- **Problem description**
Copy out the records precisely, omitting pictures.

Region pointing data
▼▼▼

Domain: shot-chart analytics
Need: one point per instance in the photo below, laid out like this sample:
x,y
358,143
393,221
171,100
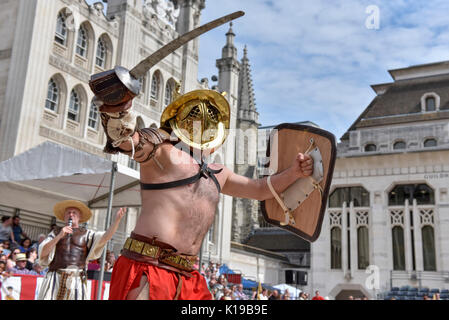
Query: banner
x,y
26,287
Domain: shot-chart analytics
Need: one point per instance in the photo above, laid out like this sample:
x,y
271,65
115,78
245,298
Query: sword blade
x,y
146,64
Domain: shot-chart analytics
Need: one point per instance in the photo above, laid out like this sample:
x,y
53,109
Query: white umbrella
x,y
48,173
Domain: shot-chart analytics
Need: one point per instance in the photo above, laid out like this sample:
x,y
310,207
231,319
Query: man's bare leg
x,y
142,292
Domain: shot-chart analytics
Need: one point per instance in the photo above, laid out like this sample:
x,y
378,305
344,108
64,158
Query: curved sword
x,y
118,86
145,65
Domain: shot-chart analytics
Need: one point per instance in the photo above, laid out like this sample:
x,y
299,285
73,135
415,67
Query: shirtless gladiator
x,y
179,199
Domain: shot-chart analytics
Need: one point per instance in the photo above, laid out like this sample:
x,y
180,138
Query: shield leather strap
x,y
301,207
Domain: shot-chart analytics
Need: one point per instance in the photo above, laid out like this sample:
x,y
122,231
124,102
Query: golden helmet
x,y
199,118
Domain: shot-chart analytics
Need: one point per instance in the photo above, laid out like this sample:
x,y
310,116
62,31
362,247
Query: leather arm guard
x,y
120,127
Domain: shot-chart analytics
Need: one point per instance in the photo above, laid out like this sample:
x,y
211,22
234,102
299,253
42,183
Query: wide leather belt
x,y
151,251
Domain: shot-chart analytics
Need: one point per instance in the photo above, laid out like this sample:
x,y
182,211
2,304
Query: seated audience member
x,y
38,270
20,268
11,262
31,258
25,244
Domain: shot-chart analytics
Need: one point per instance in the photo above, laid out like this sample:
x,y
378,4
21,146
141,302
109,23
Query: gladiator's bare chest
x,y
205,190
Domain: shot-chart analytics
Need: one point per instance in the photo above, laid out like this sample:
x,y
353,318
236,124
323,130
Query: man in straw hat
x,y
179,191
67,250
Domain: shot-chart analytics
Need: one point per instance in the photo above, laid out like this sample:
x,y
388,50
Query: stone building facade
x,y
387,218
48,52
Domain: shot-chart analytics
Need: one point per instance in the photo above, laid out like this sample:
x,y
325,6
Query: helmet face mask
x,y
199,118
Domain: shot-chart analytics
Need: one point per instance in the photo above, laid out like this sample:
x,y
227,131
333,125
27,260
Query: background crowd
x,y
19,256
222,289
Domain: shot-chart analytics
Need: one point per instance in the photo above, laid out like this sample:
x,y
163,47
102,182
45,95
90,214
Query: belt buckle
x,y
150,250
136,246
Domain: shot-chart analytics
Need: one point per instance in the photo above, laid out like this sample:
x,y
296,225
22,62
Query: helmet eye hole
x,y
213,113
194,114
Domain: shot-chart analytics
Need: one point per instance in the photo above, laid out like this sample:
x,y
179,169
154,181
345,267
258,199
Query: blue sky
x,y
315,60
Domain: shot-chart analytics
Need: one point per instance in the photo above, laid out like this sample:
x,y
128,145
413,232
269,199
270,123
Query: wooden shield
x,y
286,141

▲▲▲

- **Exercise answer**
Domain: shot-chart analytics
Need: one point per instance in the photo below, laid out like this sample:
x,y
358,143
393,221
171,100
Query: banner
x,y
26,287
Domain: shot-chart analytics
Need: one point per instance in the photo above, laid out like this sample:
x,y
271,65
115,78
245,298
Query: sword blade
x,y
146,64
Domain: shot-chart analytics
Need: one point per instance in the photo above, laid out like this sample:
x,y
53,109
Query: white umbrella
x,y
48,173
Domain: shot-chart analytics
Need: one point per instance in the photo above, laid out like this sample:
x,y
310,207
231,319
Query: man's bare leg
x,y
142,292
Domain: shot-chart analytics
Need: one point per instance in the photo above, laid out like this sample:
x,y
378,305
344,108
64,158
Query: curved sword
x,y
118,86
145,65
Domain: shot-chart analytics
Need: one point per instance in the photo above, laid out like this sample:
x,y
299,285
73,135
415,67
Query: shirtless gladiator
x,y
179,199
Domain: shot-chart analytics
Need: one point per instance in the photo above, laid out like this sample:
x,y
180,138
Query: shield leather strap
x,y
301,207
Domain: shot-chart analytics
Need: one point per instance in the photo above, laid out like this sample:
x,y
122,231
124,102
Query: golden helmet
x,y
199,118
Domain: shot-chart analytics
Need: one point per instance in the photo above, laid out like this sample:
x,y
310,116
62,31
362,247
Query: leather arm guard
x,y
120,127
Domain: shot-chart analytics
Need: one point per instance in the photo above, laid out like this sample:
x,y
211,22
234,102
299,253
42,183
Query: wide leather belt
x,y
151,251
Domain: shot-chart analytics
Need: one point per instance in the photo above, laid out like this sample:
x,y
182,211
2,304
Query: seated audience member
x,y
38,270
20,268
11,262
31,258
25,244
Domain: shot-chart analytics
Need: one point per instance in the photo above, laid out like this sample:
x,y
378,4
21,146
141,302
109,23
Query: gladiator's bare chest
x,y
205,190
Domain: shot-chart analytics
Need: one point per instance in the photo above, laid out like this sample:
x,y
353,318
236,124
323,130
Query: man in straw hat
x,y
179,191
67,250
Domain: shot-chart analytics
Need: one point per instance in the photo above, laid out like this sample:
x,y
388,50
Query: stone building facade
x,y
387,218
48,52
Domain: shot-chart analytics
Need: one point per instance in the photo above, laid out like this sample:
x,y
325,6
Query: helmet face mask
x,y
199,118
Domain: shot-chart analytics
Need: one point per instance in the photo above, laid out like this sample:
x,y
227,131
333,125
27,260
Query: background crowd
x,y
19,256
222,289
Domain: shot-chart analytics
Need: one point per instance in the photo above, laid out like this sample:
x,y
163,47
102,182
45,95
90,214
Query: belt buckle
x,y
150,250
136,246
Domain: shot-chart analytics
Need: one point per instance in the photo above, laid out like this sample:
x,y
296,225
22,62
Query: helmet eye hole
x,y
213,113
194,114
Domain: shot-chart analytics
Need: one point per instance in the photo above, laid out like this sample:
x,y
179,169
154,181
345,267
258,199
Query: blue sky
x,y
315,60
Domain: shot-chart analytics
Need: one point per instance in the photo above, laid out like this sample:
x,y
128,145
413,232
269,199
270,123
Query: wooden shield
x,y
286,141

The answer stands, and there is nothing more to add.